* **WHAT YOU NEED TO DO**: Copy out, word for word, the lines from the start of the data below through the line containing "positive clicks: (2200, 1179)", and no others.

DATA UNDER STUDY: Begin

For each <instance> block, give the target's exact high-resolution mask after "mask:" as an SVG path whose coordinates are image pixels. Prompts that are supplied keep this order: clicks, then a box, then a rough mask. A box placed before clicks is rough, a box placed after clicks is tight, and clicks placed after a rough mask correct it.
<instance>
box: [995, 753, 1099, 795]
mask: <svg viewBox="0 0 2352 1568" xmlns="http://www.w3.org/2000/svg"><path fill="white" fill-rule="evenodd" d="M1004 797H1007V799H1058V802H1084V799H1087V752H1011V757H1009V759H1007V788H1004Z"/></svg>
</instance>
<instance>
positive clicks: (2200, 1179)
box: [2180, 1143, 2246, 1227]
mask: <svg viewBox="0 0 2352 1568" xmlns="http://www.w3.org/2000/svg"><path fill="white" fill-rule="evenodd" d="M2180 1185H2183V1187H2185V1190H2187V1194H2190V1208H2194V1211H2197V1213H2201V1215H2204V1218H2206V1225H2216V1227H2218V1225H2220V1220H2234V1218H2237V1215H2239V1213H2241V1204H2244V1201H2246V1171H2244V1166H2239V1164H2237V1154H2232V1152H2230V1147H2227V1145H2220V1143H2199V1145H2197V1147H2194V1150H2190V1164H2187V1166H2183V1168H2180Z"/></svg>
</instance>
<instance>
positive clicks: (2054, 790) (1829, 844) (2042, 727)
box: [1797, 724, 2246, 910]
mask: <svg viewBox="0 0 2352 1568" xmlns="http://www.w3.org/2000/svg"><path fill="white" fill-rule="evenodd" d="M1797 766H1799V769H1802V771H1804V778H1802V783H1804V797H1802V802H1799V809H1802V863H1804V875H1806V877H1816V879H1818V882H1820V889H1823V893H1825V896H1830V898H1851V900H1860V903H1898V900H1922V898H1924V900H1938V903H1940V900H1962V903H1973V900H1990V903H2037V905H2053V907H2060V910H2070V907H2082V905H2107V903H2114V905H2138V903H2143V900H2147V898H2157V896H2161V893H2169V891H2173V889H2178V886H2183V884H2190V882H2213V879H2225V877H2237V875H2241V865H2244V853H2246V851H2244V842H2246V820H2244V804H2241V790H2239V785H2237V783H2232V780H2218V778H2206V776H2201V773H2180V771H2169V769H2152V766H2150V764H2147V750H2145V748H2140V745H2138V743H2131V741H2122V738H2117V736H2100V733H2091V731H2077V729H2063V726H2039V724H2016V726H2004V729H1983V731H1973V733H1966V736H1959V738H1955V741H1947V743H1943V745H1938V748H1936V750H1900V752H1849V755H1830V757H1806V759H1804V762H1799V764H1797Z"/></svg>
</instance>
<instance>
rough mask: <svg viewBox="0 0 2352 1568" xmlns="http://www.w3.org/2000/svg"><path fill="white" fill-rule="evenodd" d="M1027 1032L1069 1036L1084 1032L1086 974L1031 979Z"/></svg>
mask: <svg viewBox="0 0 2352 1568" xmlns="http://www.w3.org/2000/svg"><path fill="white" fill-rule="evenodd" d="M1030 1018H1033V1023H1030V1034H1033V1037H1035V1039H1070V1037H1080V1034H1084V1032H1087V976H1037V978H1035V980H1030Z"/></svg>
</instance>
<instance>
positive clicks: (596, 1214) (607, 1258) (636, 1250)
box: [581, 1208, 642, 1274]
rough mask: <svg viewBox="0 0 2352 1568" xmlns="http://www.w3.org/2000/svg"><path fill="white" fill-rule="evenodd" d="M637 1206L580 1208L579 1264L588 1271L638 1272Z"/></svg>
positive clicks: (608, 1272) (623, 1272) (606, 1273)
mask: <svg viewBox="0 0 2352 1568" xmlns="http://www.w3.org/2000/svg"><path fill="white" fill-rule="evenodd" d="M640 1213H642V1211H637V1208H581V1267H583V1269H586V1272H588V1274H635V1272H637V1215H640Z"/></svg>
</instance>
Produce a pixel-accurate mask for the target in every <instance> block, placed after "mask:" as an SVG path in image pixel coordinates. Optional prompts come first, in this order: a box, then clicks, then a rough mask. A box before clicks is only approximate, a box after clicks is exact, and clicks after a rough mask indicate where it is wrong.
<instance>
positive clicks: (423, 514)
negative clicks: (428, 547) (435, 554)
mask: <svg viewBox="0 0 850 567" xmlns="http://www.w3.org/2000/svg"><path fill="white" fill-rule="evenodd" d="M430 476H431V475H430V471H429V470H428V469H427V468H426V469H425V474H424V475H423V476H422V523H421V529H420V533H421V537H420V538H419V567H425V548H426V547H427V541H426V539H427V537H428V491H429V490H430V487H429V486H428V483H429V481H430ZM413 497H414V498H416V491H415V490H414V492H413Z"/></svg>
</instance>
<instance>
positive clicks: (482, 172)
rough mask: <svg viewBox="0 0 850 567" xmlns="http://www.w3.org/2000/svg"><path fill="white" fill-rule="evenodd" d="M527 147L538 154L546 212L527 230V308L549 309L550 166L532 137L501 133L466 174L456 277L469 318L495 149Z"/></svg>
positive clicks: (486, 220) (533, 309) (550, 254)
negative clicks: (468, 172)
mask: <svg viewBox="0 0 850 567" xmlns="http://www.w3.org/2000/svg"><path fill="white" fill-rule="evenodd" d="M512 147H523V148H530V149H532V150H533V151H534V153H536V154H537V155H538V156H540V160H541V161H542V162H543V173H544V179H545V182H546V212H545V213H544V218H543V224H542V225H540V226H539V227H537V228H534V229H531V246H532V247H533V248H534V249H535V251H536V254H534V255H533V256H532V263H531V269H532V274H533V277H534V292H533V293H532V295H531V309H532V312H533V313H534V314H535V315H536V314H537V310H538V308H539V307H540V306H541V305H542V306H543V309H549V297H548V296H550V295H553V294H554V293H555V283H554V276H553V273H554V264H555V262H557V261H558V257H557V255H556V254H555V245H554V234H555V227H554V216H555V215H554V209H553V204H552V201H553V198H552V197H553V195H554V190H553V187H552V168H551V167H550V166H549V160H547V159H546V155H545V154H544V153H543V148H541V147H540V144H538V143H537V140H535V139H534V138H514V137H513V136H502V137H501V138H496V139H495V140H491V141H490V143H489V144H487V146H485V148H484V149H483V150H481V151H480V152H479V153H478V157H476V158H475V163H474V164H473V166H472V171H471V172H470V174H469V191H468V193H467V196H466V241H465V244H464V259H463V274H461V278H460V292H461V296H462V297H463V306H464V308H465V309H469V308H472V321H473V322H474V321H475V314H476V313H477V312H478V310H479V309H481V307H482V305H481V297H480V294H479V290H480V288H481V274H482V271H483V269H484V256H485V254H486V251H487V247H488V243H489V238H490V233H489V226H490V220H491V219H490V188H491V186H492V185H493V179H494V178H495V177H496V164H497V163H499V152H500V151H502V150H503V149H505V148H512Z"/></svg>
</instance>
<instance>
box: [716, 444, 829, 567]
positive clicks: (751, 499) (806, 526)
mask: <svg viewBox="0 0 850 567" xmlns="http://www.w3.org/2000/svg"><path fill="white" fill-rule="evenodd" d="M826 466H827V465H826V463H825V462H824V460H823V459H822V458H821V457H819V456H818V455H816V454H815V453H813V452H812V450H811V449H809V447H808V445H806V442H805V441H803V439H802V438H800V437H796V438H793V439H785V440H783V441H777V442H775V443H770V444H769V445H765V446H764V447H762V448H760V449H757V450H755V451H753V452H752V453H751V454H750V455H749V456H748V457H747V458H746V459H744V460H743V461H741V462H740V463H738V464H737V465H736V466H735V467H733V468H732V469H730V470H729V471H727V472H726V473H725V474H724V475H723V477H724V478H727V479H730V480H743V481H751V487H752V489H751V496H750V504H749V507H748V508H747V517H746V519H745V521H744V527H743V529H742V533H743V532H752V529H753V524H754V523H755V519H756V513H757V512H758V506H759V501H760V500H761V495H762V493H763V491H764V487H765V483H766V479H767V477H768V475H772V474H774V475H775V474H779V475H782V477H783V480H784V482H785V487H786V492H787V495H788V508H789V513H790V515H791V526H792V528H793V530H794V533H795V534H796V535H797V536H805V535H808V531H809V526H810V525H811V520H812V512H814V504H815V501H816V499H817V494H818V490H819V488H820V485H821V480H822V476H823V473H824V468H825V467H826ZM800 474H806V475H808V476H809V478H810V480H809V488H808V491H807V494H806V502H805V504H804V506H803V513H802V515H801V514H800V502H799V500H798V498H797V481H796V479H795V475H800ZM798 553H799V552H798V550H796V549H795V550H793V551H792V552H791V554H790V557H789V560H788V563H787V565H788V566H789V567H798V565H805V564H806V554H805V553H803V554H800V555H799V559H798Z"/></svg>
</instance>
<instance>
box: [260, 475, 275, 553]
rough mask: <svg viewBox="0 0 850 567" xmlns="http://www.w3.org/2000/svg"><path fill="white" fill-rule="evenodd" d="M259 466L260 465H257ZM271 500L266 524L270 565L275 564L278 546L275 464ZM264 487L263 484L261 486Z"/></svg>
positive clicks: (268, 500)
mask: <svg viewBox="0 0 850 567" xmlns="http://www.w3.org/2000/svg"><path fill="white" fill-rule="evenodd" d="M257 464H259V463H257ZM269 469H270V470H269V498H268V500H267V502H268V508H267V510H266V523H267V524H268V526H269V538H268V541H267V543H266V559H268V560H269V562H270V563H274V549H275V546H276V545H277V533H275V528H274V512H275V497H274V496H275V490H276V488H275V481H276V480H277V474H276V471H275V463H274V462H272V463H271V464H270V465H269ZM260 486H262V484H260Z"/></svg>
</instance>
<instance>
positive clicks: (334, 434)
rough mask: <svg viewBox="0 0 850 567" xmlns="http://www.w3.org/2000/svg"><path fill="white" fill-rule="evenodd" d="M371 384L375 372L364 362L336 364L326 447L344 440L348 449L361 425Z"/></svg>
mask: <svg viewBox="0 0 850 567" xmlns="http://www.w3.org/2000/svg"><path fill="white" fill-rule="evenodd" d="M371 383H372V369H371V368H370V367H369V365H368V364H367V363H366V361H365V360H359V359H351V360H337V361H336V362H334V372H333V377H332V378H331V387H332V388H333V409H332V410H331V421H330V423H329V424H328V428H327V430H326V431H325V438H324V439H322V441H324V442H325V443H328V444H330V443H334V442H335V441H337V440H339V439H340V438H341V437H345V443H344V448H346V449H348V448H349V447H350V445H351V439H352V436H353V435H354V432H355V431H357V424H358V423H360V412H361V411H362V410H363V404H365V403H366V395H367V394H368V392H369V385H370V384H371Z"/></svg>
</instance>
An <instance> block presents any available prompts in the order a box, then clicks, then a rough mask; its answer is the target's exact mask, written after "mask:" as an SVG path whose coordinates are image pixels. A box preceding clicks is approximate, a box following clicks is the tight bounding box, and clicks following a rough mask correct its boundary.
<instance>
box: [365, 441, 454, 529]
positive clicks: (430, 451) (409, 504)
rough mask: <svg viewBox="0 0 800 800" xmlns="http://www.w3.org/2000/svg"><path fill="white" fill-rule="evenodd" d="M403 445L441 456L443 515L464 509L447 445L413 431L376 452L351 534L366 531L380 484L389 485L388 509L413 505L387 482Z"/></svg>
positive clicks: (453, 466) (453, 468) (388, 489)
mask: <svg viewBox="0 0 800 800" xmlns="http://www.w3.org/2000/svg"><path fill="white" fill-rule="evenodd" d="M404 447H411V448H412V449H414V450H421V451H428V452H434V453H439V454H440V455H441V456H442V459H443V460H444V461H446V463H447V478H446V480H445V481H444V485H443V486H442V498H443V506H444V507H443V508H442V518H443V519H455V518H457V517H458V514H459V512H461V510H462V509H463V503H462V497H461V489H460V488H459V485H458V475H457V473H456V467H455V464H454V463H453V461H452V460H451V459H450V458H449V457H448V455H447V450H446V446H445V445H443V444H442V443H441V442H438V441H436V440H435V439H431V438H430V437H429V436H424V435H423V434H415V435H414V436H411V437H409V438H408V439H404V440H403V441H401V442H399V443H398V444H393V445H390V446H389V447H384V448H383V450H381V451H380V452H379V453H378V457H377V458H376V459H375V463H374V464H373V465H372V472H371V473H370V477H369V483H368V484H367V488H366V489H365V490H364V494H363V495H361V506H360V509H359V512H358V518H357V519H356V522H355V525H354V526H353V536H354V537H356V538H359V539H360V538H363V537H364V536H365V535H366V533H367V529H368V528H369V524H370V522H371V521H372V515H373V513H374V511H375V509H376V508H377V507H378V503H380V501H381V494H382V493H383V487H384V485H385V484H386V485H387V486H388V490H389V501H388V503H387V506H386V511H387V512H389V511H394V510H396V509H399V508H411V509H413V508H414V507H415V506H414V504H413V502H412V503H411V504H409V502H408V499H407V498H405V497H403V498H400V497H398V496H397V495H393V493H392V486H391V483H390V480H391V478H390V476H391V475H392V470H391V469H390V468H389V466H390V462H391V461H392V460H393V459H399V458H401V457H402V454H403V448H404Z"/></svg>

DATA UNDER STUDY: End

* **TASK RESULT**:
For each <instance> block, give the target's exact high-resolution mask after "mask:" as an SVG path whose coordinates are image pixels. Prompts that are supplied keep this order: clicks, then a box, then a rough mask. A box placed before clicks is rough, a box placed after clicks is tight, and clicks placed after a rough mask correct it.
<instance>
box: [995, 753, 1099, 795]
mask: <svg viewBox="0 0 2352 1568" xmlns="http://www.w3.org/2000/svg"><path fill="white" fill-rule="evenodd" d="M1004 797H1007V799H1058V802H1084V799H1087V752H1011V757H1009V759H1007V788H1004Z"/></svg>
</instance>
<instance>
positive clicks: (2200, 1179)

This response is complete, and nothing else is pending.